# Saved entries
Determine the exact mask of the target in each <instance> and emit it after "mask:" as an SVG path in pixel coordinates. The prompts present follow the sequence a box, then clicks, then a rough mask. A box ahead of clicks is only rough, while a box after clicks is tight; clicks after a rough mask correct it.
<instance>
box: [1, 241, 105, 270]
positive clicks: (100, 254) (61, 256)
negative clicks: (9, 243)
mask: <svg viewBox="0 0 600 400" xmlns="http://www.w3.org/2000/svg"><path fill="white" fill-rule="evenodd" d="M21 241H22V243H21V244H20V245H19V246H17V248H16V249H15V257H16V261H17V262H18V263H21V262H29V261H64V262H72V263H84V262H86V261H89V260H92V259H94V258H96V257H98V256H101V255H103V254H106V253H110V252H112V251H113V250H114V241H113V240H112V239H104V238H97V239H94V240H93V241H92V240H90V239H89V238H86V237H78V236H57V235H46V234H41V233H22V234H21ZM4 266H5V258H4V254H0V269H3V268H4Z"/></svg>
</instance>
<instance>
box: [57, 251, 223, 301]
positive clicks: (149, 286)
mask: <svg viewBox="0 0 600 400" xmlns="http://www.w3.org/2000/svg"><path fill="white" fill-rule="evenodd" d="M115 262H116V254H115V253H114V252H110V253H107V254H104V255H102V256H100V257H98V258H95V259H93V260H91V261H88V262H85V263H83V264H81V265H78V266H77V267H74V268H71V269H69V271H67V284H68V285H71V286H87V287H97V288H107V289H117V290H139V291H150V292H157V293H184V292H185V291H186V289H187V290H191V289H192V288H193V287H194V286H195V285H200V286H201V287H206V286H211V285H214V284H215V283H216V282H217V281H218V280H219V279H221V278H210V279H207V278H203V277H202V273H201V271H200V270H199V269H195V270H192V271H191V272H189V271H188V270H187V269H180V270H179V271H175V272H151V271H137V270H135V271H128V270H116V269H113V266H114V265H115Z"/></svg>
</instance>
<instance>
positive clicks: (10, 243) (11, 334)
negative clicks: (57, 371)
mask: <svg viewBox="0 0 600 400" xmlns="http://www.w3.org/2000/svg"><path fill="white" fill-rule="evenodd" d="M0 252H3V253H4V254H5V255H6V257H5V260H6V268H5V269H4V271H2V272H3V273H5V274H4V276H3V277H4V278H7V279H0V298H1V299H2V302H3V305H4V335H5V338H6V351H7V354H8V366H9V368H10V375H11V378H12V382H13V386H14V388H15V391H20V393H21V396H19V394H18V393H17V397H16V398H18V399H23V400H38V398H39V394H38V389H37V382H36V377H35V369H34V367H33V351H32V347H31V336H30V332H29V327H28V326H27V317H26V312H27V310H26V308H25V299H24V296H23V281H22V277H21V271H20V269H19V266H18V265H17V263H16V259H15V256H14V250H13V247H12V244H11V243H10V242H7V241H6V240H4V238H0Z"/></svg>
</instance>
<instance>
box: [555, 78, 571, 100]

# Exercise prompt
The answer is the lines above between the line holding "positive clicks: (149, 286)" and the line holding "positive clicks: (10, 243) (11, 334)", inclusive, each written out exactly, and no others.

# Written reply
positive clicks: (149, 286)
mask: <svg viewBox="0 0 600 400" xmlns="http://www.w3.org/2000/svg"><path fill="white" fill-rule="evenodd" d="M115 262H116V254H115V253H114V252H110V253H107V254H104V255H102V256H100V257H98V258H95V259H93V260H91V261H88V262H85V263H83V264H81V265H78V266H77V267H74V268H71V269H69V271H67V284H68V285H71V286H87V287H97V288H107V289H117V290H139V291H150V292H157V293H184V292H185V291H186V289H187V290H191V289H192V288H193V287H194V286H195V285H200V286H201V287H206V286H211V285H214V284H215V283H216V282H217V281H218V280H219V279H221V278H210V279H207V278H203V277H202V273H201V271H200V270H199V269H195V270H192V271H191V272H189V271H188V270H187V269H180V270H179V271H175V272H151V271H137V270H135V271H128V270H116V269H113V266H114V265H115Z"/></svg>
</instance>
<instance>
positive clicks: (10, 243) (11, 334)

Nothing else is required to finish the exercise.